Document extract
- Opening Delimiter -

This holiday season marks the 118th annual Audubon Christmas Bird Count, a tradition among Vermont’s birding community. The counts has begun and runs through Jan. 5 each year.
Each event is led by an experienced birder, so novice birdwatchers are welcome to participate. Organizers and participants include birders and biologists from Audubon Vermont, the Vermont Fish & Wildlife Department, and many other groups.
In Vermont, more than a dozen count areas and dates are available where birders gather together to conduct the Christmas Bird Count.
“The Christmas Bird Count is one of the longest-running citizen science projects in the country and possibly in the world,” said Mark LaBarr, conservation program manager for Audubon Vermont. “Not only does it provide important data for scientists, but it’s also a great time for folks who participate.”

- Closing Delimiter -

Task set
A) According to the Christmas Bird Count text, what is Mark LaBarr's position?
B) Repeat the Christmas Bird Count text word for word, starting with "Each event is" and going on through "many other groups.".
C) Write the next part of the Christmas Bird Count text, starting after its final sentence.
None of the material is needed.

Information supplied
- Opening Delimiter -

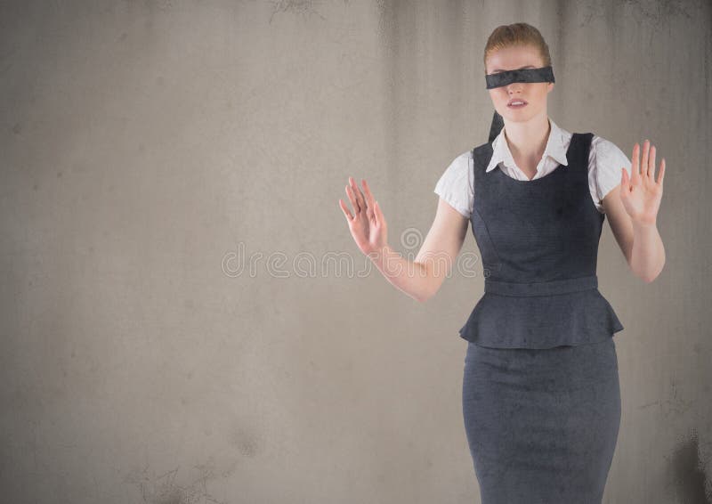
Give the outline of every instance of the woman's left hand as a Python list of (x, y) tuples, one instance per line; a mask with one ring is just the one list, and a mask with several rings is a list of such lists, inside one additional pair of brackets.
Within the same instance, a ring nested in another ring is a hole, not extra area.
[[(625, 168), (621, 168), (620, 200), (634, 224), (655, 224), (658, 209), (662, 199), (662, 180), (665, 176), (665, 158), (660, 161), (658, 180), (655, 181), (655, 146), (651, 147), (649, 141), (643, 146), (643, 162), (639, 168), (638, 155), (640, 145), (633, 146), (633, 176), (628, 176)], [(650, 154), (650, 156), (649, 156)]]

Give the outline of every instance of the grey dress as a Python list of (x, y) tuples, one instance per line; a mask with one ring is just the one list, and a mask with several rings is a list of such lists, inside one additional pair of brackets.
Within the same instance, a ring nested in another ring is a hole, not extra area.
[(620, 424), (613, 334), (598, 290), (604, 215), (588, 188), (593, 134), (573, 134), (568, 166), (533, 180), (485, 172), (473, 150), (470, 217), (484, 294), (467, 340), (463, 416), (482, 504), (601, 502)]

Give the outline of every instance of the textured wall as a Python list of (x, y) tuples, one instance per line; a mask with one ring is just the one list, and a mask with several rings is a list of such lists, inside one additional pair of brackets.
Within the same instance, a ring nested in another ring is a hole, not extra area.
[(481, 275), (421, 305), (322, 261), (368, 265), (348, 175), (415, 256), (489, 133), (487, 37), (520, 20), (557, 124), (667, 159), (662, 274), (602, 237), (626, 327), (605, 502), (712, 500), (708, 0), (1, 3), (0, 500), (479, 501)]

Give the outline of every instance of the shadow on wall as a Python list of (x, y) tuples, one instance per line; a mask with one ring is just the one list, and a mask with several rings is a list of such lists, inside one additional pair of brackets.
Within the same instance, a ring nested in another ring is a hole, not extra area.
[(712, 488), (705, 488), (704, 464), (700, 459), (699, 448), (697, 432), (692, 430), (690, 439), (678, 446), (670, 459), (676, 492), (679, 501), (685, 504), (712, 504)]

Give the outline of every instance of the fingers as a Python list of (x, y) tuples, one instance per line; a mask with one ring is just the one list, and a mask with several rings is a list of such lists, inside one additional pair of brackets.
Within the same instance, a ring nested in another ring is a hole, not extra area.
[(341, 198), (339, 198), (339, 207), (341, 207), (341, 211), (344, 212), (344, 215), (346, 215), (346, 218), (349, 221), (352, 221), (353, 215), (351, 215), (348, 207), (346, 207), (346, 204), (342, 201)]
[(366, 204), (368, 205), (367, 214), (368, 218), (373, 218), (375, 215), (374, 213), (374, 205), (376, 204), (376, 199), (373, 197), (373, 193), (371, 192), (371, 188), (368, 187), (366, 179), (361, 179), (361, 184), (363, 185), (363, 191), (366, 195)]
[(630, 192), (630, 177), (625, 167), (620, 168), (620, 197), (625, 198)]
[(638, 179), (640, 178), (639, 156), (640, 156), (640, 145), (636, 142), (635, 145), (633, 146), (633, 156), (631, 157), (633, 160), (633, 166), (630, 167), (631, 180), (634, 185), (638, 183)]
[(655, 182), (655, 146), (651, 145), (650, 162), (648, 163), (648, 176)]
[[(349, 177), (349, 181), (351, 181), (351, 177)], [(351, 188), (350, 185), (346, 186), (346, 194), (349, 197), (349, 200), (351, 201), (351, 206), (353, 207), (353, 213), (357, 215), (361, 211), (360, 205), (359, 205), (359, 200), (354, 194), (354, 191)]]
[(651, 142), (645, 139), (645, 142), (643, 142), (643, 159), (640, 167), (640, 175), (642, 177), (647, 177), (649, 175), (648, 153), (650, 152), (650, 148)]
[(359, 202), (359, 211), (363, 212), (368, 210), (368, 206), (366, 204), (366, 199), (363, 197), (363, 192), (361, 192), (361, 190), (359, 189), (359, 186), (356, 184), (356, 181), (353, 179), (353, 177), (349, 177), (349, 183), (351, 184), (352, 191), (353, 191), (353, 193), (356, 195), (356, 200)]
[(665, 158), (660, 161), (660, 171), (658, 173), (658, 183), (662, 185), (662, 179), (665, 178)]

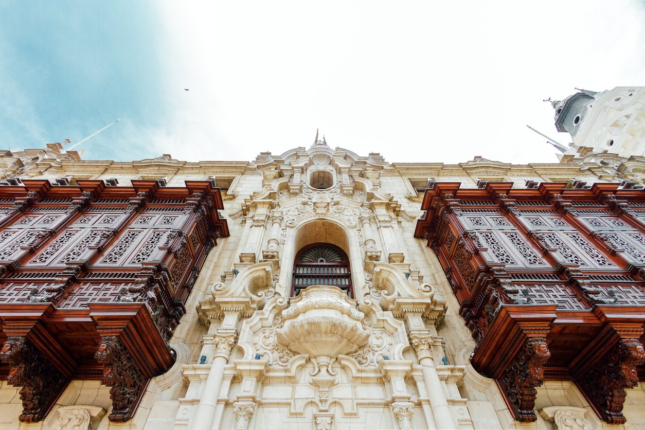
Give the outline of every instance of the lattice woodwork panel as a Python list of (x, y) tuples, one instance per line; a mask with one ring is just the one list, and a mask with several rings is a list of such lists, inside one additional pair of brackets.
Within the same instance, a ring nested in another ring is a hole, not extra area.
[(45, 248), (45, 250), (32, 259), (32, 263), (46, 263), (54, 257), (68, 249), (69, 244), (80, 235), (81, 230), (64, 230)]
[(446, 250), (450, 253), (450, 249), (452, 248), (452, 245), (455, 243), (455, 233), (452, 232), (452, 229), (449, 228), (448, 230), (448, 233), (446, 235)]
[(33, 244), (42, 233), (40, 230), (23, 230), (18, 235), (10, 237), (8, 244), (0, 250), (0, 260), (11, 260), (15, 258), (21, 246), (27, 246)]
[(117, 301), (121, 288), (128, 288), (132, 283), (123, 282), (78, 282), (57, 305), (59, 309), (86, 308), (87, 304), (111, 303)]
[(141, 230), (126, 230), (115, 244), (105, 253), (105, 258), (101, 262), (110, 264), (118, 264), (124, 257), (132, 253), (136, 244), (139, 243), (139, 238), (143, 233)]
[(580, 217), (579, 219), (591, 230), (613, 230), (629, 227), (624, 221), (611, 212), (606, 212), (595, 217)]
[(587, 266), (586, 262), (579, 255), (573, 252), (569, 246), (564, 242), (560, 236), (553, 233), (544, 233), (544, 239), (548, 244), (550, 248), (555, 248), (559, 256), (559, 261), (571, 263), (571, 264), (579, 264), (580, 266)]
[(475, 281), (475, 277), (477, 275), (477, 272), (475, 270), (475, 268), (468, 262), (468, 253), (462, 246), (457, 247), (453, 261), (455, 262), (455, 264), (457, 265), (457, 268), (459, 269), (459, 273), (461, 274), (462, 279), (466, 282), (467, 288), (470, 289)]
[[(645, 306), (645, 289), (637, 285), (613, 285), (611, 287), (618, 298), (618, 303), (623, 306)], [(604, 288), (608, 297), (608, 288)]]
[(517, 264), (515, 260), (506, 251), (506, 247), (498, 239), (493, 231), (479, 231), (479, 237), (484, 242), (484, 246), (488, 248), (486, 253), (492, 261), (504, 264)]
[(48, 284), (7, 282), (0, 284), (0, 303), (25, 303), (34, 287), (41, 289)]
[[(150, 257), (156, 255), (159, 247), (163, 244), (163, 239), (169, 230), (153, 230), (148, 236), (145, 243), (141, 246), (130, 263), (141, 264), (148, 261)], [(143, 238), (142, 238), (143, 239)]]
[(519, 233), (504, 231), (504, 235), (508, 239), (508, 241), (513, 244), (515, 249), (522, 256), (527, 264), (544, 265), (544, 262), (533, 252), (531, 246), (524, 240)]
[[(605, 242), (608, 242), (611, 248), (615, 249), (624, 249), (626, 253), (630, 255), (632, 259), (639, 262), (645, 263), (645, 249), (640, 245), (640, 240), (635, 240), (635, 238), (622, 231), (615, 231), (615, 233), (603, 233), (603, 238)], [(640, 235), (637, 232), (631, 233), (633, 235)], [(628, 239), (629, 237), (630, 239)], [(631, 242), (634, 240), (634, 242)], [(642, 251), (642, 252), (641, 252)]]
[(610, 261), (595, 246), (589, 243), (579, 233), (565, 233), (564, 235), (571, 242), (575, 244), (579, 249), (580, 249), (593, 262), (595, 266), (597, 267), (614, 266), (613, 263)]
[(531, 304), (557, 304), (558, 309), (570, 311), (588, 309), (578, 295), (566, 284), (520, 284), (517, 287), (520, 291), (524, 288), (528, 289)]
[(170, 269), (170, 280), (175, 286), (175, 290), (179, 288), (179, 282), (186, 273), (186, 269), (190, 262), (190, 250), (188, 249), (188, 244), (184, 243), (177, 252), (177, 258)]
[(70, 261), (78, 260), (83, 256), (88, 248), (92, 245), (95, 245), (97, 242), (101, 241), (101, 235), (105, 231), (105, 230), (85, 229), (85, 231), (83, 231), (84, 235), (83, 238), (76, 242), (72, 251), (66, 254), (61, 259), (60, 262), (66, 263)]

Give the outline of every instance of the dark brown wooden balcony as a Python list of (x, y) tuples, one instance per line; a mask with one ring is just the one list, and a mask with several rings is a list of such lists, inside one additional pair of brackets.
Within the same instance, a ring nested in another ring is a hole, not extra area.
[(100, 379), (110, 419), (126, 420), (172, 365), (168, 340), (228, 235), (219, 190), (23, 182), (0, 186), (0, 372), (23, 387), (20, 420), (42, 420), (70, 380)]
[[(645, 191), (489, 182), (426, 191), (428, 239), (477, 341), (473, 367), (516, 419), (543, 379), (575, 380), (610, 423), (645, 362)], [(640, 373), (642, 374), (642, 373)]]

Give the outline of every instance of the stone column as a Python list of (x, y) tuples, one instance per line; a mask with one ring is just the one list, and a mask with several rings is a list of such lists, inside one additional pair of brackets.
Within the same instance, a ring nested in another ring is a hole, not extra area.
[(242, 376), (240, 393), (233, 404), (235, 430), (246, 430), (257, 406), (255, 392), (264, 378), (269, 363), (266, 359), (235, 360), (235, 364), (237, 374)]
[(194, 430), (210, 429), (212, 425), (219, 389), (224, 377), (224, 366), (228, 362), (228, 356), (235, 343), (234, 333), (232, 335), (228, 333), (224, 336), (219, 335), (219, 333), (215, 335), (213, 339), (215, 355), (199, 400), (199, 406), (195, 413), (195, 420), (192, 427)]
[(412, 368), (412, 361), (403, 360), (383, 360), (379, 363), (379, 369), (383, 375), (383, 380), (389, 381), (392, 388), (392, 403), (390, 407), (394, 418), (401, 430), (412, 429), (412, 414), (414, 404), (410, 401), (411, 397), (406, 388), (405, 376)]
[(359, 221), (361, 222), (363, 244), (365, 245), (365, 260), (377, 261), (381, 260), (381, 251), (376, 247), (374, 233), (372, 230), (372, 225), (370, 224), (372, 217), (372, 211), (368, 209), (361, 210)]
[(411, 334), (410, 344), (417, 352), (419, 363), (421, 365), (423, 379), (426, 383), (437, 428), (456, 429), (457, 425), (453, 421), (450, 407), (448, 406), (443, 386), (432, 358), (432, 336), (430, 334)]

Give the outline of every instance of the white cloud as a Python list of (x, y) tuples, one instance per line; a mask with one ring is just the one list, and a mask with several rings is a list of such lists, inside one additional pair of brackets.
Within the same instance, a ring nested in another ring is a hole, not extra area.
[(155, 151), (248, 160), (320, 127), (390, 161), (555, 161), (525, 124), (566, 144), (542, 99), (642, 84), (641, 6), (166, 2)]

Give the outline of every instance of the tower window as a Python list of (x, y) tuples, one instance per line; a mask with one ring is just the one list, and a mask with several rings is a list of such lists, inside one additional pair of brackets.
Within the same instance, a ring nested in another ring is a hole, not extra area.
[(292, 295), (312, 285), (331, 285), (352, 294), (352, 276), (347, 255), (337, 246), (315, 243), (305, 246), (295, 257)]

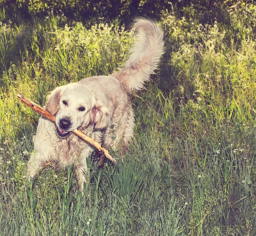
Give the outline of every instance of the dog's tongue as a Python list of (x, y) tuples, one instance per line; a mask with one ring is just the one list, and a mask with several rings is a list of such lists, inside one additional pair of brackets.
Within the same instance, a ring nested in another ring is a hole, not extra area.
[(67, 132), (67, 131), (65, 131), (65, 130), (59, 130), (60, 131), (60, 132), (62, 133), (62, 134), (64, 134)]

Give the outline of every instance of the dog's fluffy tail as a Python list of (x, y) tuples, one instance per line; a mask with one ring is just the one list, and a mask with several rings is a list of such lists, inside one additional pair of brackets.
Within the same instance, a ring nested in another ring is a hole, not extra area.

- Closing Delimiter -

Answers below
A) He is conservation program manager for Audubon Vermont.

B)
Each event is led by an experienced birder, so novice birdwatchers are welcome to participate. Organizers and participants include birders and biologists from Audubon Vermont, the Vermont Fish & Wildlife Department, and many other groups.

C)
The holiday count originated in 1900 with ornithologist Frank Chapman, an officer in the Audubon Society. Traditionally, it had been a hunting trip, but Chapman changed it into a census of the wintering locations of various bird species. Its first year just 27 observers joined in and since then it’s grown into one of the largest birding events in the world, with tens of thousands of people participating every year.
“This is an enjoyable way to spend a winter day and it’s also a great opportunity to see different birds and learn more about them,” said John Buck, wildlife biologist. “It’s also a great opportunity to enjoy the company of fellow birders, and for birders of all levels to learn something new.”
Details on counting times, dates and locations are available online at: vt.audubon.org/audubon-christmas-bird-count-0.